%%

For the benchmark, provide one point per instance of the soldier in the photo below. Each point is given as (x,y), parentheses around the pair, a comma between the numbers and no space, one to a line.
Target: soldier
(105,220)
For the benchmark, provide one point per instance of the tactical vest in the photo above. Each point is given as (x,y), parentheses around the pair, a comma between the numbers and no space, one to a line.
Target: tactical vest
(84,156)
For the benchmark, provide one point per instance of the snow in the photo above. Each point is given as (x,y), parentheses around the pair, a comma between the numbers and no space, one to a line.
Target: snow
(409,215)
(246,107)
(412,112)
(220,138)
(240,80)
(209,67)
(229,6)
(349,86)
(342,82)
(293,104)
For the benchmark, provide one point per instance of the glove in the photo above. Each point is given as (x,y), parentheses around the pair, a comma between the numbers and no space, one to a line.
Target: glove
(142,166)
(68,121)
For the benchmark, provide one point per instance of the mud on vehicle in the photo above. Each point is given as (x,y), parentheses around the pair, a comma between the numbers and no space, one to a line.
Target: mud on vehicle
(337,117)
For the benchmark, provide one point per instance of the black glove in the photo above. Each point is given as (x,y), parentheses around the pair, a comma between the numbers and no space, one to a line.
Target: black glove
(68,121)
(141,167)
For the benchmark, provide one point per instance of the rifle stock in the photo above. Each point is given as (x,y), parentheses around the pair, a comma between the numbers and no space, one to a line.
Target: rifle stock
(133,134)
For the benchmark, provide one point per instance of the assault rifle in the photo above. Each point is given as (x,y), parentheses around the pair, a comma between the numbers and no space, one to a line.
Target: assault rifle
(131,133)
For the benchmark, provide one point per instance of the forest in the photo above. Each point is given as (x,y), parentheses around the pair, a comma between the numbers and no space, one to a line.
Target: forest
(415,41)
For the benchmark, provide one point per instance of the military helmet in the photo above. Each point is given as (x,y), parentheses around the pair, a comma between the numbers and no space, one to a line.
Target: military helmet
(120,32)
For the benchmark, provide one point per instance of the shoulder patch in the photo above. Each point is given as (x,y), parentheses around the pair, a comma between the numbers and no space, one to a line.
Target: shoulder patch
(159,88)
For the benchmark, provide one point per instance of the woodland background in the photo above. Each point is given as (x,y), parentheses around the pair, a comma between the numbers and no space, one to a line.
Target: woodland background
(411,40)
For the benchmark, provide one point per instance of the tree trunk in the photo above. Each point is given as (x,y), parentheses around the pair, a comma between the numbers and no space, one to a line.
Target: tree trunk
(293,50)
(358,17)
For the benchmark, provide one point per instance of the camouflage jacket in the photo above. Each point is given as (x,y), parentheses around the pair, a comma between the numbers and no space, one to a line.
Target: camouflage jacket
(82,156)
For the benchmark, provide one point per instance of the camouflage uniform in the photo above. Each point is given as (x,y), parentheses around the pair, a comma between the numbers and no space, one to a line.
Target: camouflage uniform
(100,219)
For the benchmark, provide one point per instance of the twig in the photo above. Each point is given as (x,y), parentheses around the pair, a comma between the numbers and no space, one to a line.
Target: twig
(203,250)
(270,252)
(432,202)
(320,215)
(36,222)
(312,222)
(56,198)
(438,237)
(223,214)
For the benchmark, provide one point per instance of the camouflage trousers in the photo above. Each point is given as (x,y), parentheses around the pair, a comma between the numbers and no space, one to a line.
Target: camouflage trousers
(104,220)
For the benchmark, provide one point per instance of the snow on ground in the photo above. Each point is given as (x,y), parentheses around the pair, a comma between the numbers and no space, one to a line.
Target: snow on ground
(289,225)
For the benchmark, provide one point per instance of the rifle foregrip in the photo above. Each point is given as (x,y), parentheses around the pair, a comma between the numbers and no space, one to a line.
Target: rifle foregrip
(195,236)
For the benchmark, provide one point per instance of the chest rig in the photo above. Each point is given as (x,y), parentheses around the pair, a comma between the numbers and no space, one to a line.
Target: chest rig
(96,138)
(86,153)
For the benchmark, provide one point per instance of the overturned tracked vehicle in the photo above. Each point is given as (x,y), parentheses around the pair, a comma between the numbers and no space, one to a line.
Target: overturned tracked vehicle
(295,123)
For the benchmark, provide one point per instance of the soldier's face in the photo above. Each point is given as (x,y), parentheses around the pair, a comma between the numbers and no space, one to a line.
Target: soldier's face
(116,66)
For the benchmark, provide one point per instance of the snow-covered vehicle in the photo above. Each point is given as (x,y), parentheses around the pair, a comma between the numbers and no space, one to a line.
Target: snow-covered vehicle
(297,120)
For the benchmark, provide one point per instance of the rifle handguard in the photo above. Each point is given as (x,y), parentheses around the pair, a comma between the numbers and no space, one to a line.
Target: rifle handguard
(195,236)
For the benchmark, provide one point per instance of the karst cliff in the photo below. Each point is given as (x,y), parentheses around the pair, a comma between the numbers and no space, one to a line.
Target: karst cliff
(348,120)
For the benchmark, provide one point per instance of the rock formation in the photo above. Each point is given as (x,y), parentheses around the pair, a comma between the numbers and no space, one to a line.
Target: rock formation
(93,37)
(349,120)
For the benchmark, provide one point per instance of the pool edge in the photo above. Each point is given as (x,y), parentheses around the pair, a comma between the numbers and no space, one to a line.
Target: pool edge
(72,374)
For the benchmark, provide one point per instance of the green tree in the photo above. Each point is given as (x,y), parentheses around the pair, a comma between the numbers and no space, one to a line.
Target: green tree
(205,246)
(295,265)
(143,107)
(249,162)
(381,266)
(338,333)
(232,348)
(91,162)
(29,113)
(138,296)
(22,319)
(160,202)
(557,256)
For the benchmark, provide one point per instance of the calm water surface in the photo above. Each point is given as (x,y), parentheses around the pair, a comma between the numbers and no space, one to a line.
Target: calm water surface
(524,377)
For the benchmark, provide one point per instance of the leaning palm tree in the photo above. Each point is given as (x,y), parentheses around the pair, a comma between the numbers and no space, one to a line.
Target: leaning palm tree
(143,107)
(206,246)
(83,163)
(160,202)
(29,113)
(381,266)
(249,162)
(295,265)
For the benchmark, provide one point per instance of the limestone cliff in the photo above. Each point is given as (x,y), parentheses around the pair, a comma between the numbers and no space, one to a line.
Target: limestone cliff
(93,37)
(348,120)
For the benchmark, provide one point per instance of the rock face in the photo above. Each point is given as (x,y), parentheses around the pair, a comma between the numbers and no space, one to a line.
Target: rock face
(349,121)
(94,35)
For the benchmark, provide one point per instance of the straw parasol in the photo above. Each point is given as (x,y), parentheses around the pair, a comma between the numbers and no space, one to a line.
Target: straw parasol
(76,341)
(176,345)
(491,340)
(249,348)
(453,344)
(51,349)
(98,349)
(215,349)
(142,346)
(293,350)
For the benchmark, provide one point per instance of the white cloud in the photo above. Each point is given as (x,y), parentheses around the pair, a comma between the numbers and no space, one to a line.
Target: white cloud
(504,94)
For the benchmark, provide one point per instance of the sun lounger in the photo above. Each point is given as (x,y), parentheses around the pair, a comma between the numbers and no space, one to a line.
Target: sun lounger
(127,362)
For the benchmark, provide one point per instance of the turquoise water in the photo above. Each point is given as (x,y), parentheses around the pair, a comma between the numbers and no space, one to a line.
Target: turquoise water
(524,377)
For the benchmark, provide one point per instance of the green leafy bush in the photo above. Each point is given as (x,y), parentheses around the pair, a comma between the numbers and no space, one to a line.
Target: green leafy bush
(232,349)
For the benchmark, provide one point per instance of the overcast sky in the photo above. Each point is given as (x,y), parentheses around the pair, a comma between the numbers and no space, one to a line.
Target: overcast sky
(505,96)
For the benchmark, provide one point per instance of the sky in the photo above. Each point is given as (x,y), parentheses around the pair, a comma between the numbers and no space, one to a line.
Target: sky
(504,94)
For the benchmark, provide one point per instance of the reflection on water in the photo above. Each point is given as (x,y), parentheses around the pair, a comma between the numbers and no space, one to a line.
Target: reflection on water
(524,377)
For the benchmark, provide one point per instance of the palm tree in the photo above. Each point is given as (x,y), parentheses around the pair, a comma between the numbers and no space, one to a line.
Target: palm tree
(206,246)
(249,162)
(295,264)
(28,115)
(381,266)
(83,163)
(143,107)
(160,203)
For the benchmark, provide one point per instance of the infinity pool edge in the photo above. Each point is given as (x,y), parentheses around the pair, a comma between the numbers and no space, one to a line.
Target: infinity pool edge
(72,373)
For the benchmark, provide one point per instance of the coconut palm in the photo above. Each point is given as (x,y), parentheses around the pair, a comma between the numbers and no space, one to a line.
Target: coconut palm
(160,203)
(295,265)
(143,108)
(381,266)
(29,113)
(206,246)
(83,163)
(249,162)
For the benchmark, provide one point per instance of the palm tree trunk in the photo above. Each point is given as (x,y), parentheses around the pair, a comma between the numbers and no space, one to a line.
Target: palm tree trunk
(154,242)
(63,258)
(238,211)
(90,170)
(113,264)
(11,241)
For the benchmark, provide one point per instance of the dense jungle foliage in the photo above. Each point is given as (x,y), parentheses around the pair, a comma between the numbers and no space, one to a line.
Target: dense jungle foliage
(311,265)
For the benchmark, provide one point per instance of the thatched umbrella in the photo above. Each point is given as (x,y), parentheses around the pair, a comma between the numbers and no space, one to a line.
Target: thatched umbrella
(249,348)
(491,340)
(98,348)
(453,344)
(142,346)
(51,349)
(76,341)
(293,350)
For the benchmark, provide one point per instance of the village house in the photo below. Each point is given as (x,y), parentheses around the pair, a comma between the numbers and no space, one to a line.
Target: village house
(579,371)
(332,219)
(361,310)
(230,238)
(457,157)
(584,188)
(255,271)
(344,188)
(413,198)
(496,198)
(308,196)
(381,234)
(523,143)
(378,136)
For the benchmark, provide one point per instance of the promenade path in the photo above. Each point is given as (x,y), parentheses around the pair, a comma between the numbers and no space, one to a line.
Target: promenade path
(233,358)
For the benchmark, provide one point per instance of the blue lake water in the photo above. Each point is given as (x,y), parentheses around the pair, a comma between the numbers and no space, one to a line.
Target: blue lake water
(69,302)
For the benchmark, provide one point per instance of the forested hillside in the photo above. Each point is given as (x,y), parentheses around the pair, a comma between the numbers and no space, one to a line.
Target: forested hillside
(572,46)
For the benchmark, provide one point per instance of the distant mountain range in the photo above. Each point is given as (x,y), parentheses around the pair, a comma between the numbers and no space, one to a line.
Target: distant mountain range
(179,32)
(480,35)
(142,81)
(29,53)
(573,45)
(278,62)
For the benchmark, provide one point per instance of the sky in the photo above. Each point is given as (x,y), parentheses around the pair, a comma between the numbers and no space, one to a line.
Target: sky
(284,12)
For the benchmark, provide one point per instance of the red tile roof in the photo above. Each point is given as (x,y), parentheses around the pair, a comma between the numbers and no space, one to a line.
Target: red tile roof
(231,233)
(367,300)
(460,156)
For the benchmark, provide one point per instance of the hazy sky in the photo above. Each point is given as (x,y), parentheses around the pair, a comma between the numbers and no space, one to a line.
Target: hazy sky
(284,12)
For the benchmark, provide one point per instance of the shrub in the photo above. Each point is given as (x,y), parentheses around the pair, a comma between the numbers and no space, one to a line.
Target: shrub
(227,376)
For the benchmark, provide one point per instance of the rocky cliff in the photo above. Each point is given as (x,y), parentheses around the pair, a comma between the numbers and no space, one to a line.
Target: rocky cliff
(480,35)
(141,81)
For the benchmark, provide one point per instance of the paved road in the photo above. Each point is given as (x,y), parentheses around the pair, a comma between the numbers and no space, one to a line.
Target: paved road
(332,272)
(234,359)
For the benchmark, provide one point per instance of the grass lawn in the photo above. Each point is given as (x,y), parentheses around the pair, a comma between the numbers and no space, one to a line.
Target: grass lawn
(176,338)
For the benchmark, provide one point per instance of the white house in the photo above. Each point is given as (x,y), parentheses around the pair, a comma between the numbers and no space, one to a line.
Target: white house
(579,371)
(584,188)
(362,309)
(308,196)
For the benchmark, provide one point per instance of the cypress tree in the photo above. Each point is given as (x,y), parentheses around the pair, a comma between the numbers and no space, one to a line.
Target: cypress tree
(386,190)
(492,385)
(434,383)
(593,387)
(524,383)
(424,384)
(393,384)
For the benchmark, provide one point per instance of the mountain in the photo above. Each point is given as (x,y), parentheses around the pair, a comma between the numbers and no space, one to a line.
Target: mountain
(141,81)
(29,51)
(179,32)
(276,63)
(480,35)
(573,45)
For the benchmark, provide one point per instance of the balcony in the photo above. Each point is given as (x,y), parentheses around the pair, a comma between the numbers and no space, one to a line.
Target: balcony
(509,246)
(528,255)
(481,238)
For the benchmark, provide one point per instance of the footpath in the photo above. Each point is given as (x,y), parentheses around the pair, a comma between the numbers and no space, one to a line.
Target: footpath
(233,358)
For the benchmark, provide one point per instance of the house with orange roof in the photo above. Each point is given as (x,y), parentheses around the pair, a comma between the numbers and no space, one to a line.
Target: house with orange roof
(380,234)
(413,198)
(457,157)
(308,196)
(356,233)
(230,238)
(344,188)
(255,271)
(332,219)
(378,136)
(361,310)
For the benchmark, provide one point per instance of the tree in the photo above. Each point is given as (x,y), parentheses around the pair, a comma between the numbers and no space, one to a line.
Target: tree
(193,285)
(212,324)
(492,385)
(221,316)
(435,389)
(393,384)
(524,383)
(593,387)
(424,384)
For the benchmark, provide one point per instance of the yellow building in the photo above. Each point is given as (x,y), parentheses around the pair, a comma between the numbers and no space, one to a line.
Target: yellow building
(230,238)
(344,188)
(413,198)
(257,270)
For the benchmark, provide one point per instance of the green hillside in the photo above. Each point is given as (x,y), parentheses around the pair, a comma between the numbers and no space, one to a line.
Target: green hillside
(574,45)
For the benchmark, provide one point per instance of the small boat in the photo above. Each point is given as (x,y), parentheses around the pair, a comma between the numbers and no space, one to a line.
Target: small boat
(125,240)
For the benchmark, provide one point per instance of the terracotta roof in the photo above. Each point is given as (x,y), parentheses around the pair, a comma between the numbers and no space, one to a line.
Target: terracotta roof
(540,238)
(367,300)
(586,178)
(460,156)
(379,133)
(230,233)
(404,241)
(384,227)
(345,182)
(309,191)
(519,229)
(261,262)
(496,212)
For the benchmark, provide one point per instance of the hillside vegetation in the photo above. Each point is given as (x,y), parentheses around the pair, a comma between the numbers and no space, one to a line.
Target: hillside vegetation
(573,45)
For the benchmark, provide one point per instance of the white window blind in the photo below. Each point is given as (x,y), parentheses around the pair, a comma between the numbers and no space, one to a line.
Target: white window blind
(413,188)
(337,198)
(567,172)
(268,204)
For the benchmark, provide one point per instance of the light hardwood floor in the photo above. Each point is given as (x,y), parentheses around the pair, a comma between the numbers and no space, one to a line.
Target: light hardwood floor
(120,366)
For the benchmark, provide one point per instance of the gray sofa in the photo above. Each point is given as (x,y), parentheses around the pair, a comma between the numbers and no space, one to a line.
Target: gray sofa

%%

DIRECTION:
Give back exactly the lines from the line holding "the white window" through the last line of the listing, including both.

RESPONSE BELOW:
For the benchmark, provide one point per instance of the white window blind in the photo below. Each point is given as (x,y), parentheses around the pair, a comma between the numbers and no space, one to a line.
Target: white window blind
(413,188)
(337,198)
(567,172)
(268,204)
For the benchmark, provide one point per instance of the light hardwood floor in the photo above. Each point is given as (x,y), parentheses around the pair, a comma between the numbers and no space, one to a line.
Target: light hardwood floor
(120,366)
For the benchmark, provide one point per instance of the gray sofa in the photo above. Each point is given as (x,y), parentheses around the pair, a comma between the numbers and no space, one to a line.
Target: gray sofa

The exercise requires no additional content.